▶ **WHAT TO WORK ON**:
Every entry should be transcribed word for word, so that nothing is missing.

▶ **Natural-language object grounding data**:
○ ○ ○ ○ ○ ○ ○
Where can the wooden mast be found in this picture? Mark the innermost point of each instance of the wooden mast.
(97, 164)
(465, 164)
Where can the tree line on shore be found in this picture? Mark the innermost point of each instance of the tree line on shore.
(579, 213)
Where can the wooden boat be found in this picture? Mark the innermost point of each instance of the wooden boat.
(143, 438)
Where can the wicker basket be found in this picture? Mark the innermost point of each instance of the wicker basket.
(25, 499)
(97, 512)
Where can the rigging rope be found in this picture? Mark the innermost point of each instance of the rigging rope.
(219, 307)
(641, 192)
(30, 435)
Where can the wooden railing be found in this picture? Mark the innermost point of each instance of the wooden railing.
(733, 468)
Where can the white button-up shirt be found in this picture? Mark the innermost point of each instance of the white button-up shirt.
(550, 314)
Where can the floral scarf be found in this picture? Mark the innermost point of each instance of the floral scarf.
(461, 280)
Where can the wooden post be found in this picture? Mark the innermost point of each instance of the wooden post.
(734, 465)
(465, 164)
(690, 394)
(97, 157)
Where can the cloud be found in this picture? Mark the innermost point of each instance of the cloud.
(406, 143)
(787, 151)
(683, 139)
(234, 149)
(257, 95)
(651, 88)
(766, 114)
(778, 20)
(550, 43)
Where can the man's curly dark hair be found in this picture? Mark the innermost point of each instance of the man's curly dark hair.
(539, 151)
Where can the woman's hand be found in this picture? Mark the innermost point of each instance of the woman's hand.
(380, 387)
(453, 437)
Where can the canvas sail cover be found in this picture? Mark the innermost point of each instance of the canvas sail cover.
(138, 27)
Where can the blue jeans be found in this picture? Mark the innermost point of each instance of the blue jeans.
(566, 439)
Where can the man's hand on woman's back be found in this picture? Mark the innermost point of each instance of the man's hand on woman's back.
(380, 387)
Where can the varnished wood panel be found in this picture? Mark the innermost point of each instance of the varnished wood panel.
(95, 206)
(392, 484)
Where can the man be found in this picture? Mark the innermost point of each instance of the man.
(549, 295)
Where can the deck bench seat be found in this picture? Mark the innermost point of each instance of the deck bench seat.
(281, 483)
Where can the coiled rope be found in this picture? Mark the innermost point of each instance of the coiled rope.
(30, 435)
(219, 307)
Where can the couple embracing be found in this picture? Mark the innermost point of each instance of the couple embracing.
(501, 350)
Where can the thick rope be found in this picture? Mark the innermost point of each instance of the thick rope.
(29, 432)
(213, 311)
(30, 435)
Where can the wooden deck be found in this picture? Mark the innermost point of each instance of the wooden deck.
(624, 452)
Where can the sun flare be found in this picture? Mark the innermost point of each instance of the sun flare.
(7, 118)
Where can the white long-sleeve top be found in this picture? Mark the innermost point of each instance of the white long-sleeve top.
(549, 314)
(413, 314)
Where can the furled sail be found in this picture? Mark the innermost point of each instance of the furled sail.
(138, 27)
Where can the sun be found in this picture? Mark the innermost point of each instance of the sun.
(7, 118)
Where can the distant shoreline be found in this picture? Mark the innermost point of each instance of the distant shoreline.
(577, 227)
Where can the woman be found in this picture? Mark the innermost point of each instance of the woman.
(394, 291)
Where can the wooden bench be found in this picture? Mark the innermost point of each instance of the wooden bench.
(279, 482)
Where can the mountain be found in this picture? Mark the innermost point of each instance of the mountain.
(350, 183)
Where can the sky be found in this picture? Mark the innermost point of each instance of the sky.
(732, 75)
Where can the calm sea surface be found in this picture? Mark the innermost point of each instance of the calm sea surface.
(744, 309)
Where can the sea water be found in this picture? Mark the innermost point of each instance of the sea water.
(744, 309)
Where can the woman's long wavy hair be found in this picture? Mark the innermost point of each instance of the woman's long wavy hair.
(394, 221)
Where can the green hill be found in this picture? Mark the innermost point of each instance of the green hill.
○ ○ ○ ○ ○ ○ ○
▶ **EXERCISE ANSWER**:
Where can the wooden mast be found in this picture? Mark the innermost point of each instance of the wooden mast.
(97, 164)
(465, 164)
Where can the tree line on shore be found in this picture? Mark the innermost point of each instance of the tree line on shore.
(579, 213)
Where can the wooden boat be found in this picture? Mark the innermost point of each instance of the wooden boat.
(143, 438)
Where can the wicker basket be found in this picture? Mark the innermost point of each instance of the wicker basket.
(25, 499)
(97, 512)
Where can the rigging rope be found in this picture? Mark the innermost point of each instance of the rigging rope.
(219, 307)
(641, 192)
(30, 435)
Where can the wooden railing be found in this picture? Mark the innermost point of each instance of the wooden railing.
(733, 468)
Where can the white button-up shirt be found in this picture? Mark the innermost point of each instance of the white button-up shirt.
(550, 314)
Where can the floral scarf be found in this picture? Mark the innermost point of each instance of the floral scarf.
(461, 280)
Where can the wooden post be found in this picture? Mark the innermost point of each instance of the wooden post.
(734, 465)
(465, 164)
(690, 394)
(97, 157)
Where can the cloud be found in this picture? Mark the innermost point of each instance of the cloud.
(406, 143)
(787, 151)
(683, 139)
(234, 149)
(257, 95)
(651, 88)
(766, 114)
(778, 20)
(550, 43)
Where can the man's curly dark hair be found in this picture? Mark the innermost point of each instance of the man's curly dark hair.
(539, 151)
Where can the woman's hand be found in this picture? Mark the innermost point of each instance of the woman's hand.
(380, 387)
(453, 437)
Where can the canvas sail cover be found in this picture? Mark the innermost point of each instance of the canvas sail cover.
(138, 27)
Where can the blue jeans be found in this picture? Mark the innermost point of each instance of the blue jeans.
(566, 439)
Where can the man's hand on woman's back be found in this picture? Mark the innermost point of each instance of the man's hand on woman's back.
(380, 387)
Where can the varnished wood panel be found in this picture? Mark the innermost point of each instance of the varnished wood panel.
(95, 206)
(392, 484)
Where can the man be found in this picture? Mark the innermost point of each instance of the man.
(549, 295)
Where can the deck bench seat be found in this picture? Mark the innermost point of each instance of the deck bench seat.
(281, 483)
Where can the coiled rope be found in this picture? Mark the innermost point of each instance of the coiled rope.
(30, 435)
(219, 307)
Where can the couple embracing be found in this picture? Mark the innermost point of each instance of the couple embracing.
(501, 350)
Where can the thick rope be found in this picture? Mark the innermost point of each instance of the thick rope.
(29, 432)
(213, 311)
(30, 435)
Where can the wooden deck be found in this picture? Mark the innermost point of each instance of the wooden deck.
(624, 452)
Where can the sun flare be found in this picture? Mark the innermost point of each instance of the sun flare.
(7, 118)
Where can the white long-sleeve top be found in this picture? Mark the innermost point of each instance of the white long-sleeve top.
(549, 314)
(413, 314)
Where can the furled sail be found in this picture? Mark the innermost point of each instance of the furled sail.
(138, 27)
Where can the sun be found in this picture? Mark the innermost point of each instance of the sun.
(7, 118)
Where can the distant shoreline be found in this picture? Mark the innermost point of each instance of the distant shoreline.
(577, 227)
Where can the woman be found in this picture? Mark the innermost point of each instance of the woman.
(394, 291)
Where can the wooden bench be found in this picture? Mark the innermost point of each instance of the wooden bench.
(279, 482)
Where can the mountain be found in this picture? Mark the innermost point of each instance of the mountain.
(350, 183)
Where can the sky be found in this picture? Mark the innermost point of each instance of the sky.
(732, 75)
Where can the calm sea surface be found in this picture? Mark the innermost point of each instance of the calm sea surface.
(744, 309)
Where can the sea water be found in this picture? Mark the innermost point of each instance of the sea water.
(744, 309)
Where can the woman's long wavy hair be found in this picture? Mark the innermost point of each instance of the woman's long wavy hair.
(394, 221)
Where can the green hill be found in this picture? Mark the innermost point of each instance of the green hill.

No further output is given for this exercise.